STATED PROBLEM
Copy every one of the entries below word for word, with no line altered.

[Outline labeling records]
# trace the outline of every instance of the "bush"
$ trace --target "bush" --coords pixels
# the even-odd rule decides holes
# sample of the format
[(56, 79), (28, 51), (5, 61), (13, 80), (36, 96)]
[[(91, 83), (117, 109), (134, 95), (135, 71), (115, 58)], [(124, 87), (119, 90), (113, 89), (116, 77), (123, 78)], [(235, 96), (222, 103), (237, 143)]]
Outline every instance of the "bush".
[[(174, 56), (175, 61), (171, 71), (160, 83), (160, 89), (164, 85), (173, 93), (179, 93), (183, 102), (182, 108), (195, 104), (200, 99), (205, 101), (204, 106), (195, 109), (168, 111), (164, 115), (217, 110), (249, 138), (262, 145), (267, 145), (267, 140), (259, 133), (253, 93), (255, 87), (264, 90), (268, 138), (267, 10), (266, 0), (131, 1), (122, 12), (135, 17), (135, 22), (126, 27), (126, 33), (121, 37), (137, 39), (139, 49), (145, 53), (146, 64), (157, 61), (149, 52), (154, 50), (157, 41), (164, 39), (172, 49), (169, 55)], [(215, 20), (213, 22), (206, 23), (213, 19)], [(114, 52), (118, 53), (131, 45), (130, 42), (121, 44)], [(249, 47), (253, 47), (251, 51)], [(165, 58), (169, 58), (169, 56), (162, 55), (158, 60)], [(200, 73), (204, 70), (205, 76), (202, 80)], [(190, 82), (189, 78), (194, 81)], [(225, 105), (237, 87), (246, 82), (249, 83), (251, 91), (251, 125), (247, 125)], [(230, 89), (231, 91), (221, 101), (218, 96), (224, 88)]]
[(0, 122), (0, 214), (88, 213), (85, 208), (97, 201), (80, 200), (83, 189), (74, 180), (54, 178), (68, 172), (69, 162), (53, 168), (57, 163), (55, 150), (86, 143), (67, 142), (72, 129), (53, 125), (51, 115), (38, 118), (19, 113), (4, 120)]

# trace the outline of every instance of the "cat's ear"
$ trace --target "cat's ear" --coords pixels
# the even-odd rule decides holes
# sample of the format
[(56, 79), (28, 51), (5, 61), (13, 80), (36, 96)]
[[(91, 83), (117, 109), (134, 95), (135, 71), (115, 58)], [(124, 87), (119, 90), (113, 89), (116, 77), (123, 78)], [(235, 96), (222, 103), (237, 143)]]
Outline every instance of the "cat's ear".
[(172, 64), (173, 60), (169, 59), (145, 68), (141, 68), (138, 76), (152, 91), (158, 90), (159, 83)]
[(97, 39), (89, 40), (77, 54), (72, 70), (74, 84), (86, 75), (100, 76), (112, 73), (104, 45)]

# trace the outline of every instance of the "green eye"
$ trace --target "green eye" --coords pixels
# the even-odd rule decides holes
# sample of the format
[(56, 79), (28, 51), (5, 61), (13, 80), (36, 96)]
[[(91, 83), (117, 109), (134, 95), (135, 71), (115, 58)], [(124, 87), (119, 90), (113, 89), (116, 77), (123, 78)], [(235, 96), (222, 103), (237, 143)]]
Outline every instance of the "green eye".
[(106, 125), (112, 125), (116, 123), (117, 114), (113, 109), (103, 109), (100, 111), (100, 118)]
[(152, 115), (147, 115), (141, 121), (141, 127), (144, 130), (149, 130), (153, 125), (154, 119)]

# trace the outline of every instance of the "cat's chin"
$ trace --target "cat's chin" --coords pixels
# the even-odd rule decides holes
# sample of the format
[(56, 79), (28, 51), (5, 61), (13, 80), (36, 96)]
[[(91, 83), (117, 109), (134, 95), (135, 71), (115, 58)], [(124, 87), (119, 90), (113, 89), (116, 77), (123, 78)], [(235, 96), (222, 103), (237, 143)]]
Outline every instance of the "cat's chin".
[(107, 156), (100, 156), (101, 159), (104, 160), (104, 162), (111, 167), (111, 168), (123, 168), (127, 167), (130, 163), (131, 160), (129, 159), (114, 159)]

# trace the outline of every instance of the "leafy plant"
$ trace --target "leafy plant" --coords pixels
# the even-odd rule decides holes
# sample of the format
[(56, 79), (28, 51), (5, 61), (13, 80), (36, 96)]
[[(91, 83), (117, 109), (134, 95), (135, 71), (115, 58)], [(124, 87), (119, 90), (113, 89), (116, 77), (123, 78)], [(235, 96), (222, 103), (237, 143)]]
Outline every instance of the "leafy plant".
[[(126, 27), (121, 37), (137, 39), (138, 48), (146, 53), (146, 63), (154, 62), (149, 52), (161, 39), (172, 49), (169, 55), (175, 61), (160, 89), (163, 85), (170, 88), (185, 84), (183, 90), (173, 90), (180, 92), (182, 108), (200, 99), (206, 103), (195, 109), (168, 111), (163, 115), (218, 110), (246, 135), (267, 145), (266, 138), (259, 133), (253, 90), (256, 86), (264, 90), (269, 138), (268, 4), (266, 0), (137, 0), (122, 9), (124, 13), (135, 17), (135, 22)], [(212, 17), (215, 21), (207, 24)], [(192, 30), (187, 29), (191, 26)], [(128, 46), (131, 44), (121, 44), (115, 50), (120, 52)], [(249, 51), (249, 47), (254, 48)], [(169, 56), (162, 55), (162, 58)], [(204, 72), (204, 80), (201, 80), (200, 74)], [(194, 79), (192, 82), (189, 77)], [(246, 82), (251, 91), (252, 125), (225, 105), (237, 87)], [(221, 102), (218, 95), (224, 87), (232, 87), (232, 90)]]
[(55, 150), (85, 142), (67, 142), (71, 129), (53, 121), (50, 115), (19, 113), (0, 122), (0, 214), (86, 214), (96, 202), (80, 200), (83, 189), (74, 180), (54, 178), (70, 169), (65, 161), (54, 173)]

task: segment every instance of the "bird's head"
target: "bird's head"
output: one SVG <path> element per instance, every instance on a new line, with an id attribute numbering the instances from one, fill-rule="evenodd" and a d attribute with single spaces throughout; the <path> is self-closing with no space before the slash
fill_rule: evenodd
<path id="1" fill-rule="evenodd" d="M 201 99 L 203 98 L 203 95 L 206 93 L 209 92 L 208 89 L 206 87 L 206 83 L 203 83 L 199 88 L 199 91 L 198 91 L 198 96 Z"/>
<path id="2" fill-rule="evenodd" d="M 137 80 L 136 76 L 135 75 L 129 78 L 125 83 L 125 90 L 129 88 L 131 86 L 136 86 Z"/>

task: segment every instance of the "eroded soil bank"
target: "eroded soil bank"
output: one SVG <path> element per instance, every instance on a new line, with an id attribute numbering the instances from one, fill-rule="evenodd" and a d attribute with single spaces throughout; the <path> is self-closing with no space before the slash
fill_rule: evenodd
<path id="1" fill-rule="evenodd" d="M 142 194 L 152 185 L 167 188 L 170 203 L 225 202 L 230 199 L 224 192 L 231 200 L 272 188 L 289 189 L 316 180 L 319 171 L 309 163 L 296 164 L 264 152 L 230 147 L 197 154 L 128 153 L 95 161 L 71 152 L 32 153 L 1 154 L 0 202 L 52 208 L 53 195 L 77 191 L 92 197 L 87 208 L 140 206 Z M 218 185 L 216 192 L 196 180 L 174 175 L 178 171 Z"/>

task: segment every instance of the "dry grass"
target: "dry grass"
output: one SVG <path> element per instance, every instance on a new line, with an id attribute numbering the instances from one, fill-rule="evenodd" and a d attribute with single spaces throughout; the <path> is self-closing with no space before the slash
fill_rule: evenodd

EXPECTED OUTPUT
# trace the outline of every instance of the "bush"
$ trace --target "bush" --coords pixels
# the even-odd rule decides holes
# sample of the format
[(56, 79), (28, 51), (5, 61), (13, 80), (36, 96)]
[[(91, 83), (117, 109), (134, 95), (135, 71), (115, 58)], [(124, 87), (119, 90), (113, 89), (116, 77), (123, 78)], [(235, 96), (222, 103), (237, 143)]]
Outline every instance of the "bush".
[[(174, 56), (175, 61), (171, 71), (160, 83), (160, 89), (164, 85), (173, 93), (179, 93), (183, 102), (182, 108), (195, 104), (200, 99), (205, 101), (204, 106), (195, 109), (168, 111), (164, 115), (217, 110), (249, 138), (262, 145), (267, 145), (267, 140), (259, 133), (253, 93), (255, 87), (264, 90), (268, 138), (267, 10), (266, 0), (131, 1), (122, 12), (135, 17), (135, 22), (126, 27), (126, 33), (121, 37), (137, 39), (139, 49), (145, 53), (146, 64), (157, 61), (149, 52), (154, 50), (157, 41), (164, 39), (172, 49), (169, 55)], [(215, 20), (213, 22), (206, 23), (213, 19)], [(114, 52), (118, 53), (131, 45), (130, 42), (121, 44)], [(249, 47), (253, 47), (251, 51)], [(165, 58), (169, 58), (169, 56), (162, 55), (158, 60)], [(200, 73), (204, 70), (205, 76), (202, 80)], [(190, 82), (189, 78), (194, 81)], [(225, 105), (237, 87), (246, 82), (249, 83), (251, 91), (251, 125), (247, 125)], [(230, 89), (231, 91), (221, 101), (218, 96), (224, 88)]]
[(0, 122), (0, 214), (88, 213), (85, 208), (97, 201), (80, 200), (83, 189), (74, 180), (54, 178), (68, 172), (69, 162), (53, 168), (57, 163), (55, 150), (86, 143), (67, 142), (72, 129), (53, 125), (51, 115), (38, 118), (19, 113), (4, 120)]

# trace the outline of every instance of the "cat's ear"
$ trace --target "cat's ear" --coords pixels
# the even-odd rule decides holes
# sample of the format
[(56, 79), (28, 51), (5, 61), (13, 80), (36, 96)]
[[(91, 83), (117, 109), (134, 95), (135, 71), (115, 58)], [(124, 87), (119, 90), (113, 89), (116, 77), (123, 78)], [(235, 96), (222, 103), (237, 143)]]
Outline every instance of the "cat's ear".
[(172, 64), (173, 60), (169, 59), (145, 68), (141, 68), (138, 76), (152, 91), (158, 90), (159, 83)]
[(97, 39), (89, 40), (77, 54), (72, 70), (74, 84), (86, 75), (100, 76), (112, 73), (104, 45)]

# trace the outline of every instance of the "green eye"
$ trace --target "green eye" --coords pixels
# the even-odd rule decides holes
# sample of the format
[(56, 79), (28, 51), (5, 61), (13, 80), (36, 96)]
[[(91, 83), (117, 109), (134, 95), (135, 71), (115, 58)], [(124, 87), (119, 90), (113, 89), (116, 77), (123, 78)], [(235, 96), (222, 103), (237, 143)]]
Outline every instance of the "green eye".
[(106, 125), (112, 125), (116, 123), (117, 114), (113, 109), (103, 109), (100, 111), (100, 118)]
[(152, 115), (147, 115), (141, 121), (141, 127), (144, 130), (149, 130), (153, 125), (154, 119)]

# trace the outline of every instance of the "cat's chin"
$ trace --target "cat's chin" --coords pixels
# the even-odd rule decides holes
# sample of the format
[(56, 79), (28, 51), (5, 61), (13, 80), (36, 96)]
[[(91, 83), (117, 109), (134, 95), (135, 71), (115, 58)], [(124, 87), (119, 90), (113, 89), (116, 77), (123, 78)], [(235, 96), (222, 103), (237, 143)]]
Outline every instance of the "cat's chin".
[(107, 156), (100, 156), (101, 159), (104, 160), (104, 162), (111, 167), (111, 168), (123, 168), (127, 167), (130, 163), (131, 160), (129, 159), (114, 159)]

# trace the outline of every instance of the "leafy plant"
$ trace --target "leafy plant" --coords pixels
# the even-odd rule decides holes
# sample of the format
[(56, 79), (28, 51), (5, 61), (13, 80), (36, 96)]
[[(91, 83), (117, 109), (134, 95), (135, 71), (115, 58)], [(124, 87), (119, 90), (113, 89), (116, 77), (123, 78)], [(235, 96), (222, 103), (237, 143)]]
Outline every instance of the "leafy plant".
[[(126, 27), (121, 37), (137, 39), (138, 48), (146, 53), (146, 63), (154, 62), (149, 52), (161, 39), (172, 49), (169, 55), (175, 61), (160, 89), (163, 85), (170, 88), (185, 84), (183, 90), (173, 90), (180, 92), (182, 108), (200, 99), (206, 103), (195, 109), (168, 111), (163, 115), (218, 110), (246, 135), (267, 145), (266, 138), (259, 133), (253, 90), (256, 86), (264, 90), (269, 138), (268, 4), (266, 0), (137, 0), (122, 9), (124, 13), (135, 17), (135, 22)], [(212, 17), (215, 21), (207, 24)], [(192, 30), (187, 29), (191, 26)], [(128, 46), (131, 44), (121, 44), (115, 50), (120, 52)], [(249, 51), (249, 47), (254, 48)], [(169, 56), (162, 55), (162, 58)], [(204, 72), (204, 80), (201, 80), (200, 74)], [(194, 79), (192, 82), (189, 77)], [(246, 82), (251, 91), (252, 125), (225, 105), (237, 87)], [(221, 102), (218, 95), (224, 87), (232, 87), (232, 90)]]
[(55, 150), (85, 142), (67, 142), (71, 129), (53, 121), (50, 115), (19, 113), (0, 122), (0, 214), (86, 214), (96, 202), (80, 200), (83, 189), (74, 180), (54, 178), (70, 169), (65, 161), (54, 173)]

task: segment every instance of the "bird's head"
target: "bird's head"
output: one SVG <path> element per instance, every instance on a new line, with an id attribute numbering the instances from one, fill-rule="evenodd" and a d attribute with single spaces throughout; the <path> is self-closing with no space before the slash
fill_rule: evenodd
<path id="1" fill-rule="evenodd" d="M 201 99 L 203 98 L 203 95 L 206 93 L 209 92 L 208 89 L 206 87 L 206 83 L 203 83 L 199 88 L 199 91 L 198 91 L 198 96 Z"/>
<path id="2" fill-rule="evenodd" d="M 137 80 L 136 76 L 135 75 L 129 78 L 125 83 L 125 90 L 129 88 L 131 86 L 136 86 Z"/>

task: segment every instance of the "eroded soil bank"
target: "eroded soil bank"
output: one SVG <path> element per instance, every instance on a new line, with an id attribute numbering the instances from one, fill-rule="evenodd" and a d attribute with single spaces throughout; the <path> is self-closing with no space before the slash
fill_rule: evenodd
<path id="1" fill-rule="evenodd" d="M 142 194 L 152 185 L 167 188 L 170 203 L 225 202 L 230 199 L 224 192 L 231 200 L 272 188 L 289 189 L 316 180 L 319 171 L 309 163 L 296 164 L 264 152 L 230 147 L 197 154 L 128 153 L 95 161 L 71 152 L 32 153 L 1 154 L 0 202 L 52 208 L 53 195 L 77 191 L 92 197 L 87 208 L 140 206 Z M 218 185 L 216 192 L 196 180 L 174 175 L 178 171 Z"/>

task: segment every instance of the "dry grass"
target: "dry grass"
output: one SVG <path> element per instance, every instance on a new line, with an id attribute numbering the instances from one, fill-rule="evenodd" and a d attribute with single spaces throughout; the <path> is self-closing with no space before the slash
fill_rule: evenodd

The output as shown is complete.